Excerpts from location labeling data
.....

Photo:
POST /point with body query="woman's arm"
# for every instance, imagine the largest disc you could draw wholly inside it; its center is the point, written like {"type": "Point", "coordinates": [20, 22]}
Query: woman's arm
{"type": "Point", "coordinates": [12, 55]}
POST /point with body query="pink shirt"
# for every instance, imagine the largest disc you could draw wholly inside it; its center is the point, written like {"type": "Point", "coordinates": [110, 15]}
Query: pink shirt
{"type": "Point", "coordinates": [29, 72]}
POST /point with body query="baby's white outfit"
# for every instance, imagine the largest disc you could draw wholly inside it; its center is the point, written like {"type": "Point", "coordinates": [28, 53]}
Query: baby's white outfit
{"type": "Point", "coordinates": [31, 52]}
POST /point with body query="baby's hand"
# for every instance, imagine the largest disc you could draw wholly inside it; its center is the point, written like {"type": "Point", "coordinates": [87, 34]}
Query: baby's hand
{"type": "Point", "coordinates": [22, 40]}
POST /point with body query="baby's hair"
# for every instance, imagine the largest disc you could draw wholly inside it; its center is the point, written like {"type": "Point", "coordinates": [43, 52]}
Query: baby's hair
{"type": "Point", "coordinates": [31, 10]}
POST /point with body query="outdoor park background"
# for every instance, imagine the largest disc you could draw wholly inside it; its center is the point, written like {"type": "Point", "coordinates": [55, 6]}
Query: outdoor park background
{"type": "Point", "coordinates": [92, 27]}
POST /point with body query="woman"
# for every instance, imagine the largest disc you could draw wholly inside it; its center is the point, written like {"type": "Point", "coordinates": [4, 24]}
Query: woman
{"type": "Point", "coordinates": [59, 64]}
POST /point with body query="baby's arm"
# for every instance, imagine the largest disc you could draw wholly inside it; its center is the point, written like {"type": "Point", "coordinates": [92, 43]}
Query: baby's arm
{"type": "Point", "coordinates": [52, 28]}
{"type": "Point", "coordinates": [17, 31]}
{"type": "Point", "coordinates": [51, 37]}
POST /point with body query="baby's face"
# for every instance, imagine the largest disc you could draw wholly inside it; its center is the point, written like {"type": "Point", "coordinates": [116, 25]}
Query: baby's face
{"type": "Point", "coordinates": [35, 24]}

.....

• **CHALLENGE**
Select each line above that contains the string "face", and copy those lines in their original order.

• **REPLY**
POST /point with body query="baby's face"
Query: baby's face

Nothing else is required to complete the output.